What you will do: Your task is to restate word for word the line containing "If you could pin the pale" and each line that follows it in the listing, and only those.
-- Opening Marker --
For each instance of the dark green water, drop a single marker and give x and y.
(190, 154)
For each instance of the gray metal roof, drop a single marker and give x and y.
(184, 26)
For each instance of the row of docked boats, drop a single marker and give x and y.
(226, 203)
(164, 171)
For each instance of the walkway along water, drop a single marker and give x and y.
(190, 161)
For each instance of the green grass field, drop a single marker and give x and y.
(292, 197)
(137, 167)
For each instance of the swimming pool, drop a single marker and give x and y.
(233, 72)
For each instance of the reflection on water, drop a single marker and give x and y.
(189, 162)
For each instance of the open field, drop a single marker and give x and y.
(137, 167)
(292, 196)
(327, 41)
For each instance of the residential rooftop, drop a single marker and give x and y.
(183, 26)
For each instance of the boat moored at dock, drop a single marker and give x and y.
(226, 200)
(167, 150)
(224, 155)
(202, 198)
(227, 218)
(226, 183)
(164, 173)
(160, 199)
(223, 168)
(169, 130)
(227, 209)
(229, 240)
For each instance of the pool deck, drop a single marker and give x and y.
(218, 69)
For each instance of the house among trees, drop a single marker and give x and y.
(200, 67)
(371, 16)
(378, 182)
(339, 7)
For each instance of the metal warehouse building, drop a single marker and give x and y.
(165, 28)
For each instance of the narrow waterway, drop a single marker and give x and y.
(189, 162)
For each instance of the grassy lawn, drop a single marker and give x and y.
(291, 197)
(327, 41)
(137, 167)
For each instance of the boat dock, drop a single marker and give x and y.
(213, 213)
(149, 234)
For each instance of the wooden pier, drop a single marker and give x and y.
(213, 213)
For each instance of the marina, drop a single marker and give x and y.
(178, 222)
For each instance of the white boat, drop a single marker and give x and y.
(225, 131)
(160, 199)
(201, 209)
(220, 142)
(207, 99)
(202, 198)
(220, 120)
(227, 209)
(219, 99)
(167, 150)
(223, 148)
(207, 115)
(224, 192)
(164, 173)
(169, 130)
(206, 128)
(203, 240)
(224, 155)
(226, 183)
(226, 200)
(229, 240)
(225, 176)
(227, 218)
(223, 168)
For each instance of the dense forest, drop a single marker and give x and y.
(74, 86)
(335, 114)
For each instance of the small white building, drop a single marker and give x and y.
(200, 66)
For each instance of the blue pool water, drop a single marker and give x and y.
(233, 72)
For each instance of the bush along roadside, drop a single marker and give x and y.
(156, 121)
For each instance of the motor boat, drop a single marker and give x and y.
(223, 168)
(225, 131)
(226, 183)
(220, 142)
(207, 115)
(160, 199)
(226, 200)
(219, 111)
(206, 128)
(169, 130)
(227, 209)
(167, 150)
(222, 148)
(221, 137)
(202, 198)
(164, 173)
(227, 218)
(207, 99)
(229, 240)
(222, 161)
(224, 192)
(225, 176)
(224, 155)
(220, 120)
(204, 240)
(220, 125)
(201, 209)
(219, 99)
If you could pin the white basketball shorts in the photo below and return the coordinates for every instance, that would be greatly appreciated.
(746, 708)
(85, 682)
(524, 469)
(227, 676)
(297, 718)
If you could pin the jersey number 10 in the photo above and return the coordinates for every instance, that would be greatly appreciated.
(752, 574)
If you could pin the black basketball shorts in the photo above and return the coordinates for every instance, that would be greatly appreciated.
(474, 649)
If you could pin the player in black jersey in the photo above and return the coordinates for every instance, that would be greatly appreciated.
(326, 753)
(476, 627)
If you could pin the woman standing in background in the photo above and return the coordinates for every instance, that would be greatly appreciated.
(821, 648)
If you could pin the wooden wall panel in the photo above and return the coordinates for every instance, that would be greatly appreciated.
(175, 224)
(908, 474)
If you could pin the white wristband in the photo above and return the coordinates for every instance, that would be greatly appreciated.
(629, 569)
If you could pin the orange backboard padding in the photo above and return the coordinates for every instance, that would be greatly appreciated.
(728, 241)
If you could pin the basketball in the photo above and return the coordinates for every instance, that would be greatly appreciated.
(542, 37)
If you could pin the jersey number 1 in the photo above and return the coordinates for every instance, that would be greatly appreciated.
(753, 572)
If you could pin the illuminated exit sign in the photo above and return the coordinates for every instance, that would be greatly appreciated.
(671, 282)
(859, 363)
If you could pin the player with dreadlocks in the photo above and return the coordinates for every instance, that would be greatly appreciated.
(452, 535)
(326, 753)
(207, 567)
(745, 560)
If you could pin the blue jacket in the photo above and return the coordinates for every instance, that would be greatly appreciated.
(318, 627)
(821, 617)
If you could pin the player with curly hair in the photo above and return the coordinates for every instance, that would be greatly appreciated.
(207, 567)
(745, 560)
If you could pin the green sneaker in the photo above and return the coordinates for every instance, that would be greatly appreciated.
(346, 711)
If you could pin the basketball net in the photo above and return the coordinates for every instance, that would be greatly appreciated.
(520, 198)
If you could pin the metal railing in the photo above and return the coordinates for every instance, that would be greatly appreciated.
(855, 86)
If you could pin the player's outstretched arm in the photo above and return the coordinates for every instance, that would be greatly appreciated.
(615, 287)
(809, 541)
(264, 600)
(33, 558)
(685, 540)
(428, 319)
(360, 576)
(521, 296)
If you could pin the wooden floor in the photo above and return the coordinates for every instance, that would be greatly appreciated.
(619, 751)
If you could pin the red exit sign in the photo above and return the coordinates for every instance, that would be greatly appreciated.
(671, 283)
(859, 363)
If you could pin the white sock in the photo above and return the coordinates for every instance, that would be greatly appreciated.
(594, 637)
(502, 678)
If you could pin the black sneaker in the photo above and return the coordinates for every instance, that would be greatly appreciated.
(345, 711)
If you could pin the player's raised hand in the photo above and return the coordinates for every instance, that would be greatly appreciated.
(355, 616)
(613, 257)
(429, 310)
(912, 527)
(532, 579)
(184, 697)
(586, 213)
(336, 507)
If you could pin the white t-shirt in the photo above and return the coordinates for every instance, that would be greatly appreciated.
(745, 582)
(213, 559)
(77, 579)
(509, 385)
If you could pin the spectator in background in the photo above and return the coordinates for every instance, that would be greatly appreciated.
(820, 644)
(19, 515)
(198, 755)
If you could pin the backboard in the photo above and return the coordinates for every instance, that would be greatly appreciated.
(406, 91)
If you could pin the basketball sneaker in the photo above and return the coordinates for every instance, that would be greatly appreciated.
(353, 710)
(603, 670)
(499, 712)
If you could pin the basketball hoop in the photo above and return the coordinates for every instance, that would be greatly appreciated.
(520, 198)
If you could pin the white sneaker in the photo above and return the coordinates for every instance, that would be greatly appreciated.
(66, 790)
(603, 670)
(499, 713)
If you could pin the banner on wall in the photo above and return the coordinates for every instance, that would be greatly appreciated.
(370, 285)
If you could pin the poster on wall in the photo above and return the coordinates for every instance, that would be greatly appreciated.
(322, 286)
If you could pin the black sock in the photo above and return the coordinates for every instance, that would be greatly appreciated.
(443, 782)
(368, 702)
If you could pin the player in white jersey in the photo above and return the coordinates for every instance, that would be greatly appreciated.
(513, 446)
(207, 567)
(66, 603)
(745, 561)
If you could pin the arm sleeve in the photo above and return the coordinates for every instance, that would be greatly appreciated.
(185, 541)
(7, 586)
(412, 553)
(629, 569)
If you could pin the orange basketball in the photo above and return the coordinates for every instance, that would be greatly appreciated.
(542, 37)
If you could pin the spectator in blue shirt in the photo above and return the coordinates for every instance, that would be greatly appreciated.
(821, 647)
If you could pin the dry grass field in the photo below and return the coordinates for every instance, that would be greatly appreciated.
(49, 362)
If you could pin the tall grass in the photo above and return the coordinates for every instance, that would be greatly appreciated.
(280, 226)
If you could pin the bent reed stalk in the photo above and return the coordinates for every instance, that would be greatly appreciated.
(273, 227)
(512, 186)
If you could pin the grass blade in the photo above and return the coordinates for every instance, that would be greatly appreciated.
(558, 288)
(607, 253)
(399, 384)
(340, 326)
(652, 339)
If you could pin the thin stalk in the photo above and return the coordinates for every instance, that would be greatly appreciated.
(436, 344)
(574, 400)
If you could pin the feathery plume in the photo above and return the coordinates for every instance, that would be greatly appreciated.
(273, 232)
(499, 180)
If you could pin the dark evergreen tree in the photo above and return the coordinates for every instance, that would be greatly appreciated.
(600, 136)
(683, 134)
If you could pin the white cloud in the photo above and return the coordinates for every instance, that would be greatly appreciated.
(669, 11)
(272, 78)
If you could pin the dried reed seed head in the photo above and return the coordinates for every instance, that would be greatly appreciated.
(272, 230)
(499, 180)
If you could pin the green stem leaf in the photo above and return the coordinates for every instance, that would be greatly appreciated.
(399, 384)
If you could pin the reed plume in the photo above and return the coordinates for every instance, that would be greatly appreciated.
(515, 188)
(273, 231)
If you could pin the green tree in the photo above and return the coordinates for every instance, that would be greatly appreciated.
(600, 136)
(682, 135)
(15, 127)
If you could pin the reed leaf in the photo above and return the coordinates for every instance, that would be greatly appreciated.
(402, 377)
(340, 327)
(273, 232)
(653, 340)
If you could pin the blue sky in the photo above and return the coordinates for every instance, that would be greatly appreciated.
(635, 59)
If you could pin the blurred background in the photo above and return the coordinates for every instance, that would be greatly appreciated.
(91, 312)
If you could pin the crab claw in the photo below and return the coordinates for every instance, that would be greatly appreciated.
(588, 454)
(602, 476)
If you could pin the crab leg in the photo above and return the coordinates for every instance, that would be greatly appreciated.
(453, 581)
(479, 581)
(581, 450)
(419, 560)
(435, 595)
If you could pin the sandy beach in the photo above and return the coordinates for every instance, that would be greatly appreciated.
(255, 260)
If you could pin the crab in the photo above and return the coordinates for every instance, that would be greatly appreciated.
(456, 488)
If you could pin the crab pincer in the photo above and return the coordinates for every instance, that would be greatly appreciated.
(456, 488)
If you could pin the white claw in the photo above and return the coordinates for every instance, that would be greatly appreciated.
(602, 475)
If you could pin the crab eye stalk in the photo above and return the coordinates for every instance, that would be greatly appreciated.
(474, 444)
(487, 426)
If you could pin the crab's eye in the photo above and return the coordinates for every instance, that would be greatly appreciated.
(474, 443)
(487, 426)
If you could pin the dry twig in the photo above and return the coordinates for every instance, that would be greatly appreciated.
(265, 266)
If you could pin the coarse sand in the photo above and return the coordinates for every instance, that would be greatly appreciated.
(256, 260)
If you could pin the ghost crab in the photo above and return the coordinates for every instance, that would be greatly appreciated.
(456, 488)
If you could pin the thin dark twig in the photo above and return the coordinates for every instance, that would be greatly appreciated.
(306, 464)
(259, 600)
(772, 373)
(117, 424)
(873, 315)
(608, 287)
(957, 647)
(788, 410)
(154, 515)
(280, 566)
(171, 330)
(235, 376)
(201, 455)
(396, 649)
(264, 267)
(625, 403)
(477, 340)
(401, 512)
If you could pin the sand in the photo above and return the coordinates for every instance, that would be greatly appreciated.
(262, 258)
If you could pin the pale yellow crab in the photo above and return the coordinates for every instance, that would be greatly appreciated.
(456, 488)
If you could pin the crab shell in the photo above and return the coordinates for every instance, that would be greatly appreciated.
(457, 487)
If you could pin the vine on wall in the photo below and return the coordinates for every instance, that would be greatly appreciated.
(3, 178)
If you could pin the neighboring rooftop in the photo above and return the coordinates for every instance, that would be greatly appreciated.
-- Closing Marker --
Finished task:
If you could pin the pale yellow crab in the photo above and return the coordinates for every instance, that would be greatly appreciated.
(456, 488)
If you could pin the crab shell in the photo above and return the coordinates for every instance, that would be greatly appreciated.
(457, 487)
If you could pin the vine on wall in the photo below and return the coordinates for every instance, that would be greatly appreciated.
(3, 178)
If you could pin the neighboring rooftop in the photo above and return the coordinates for every instance, that would be greatly appreciated.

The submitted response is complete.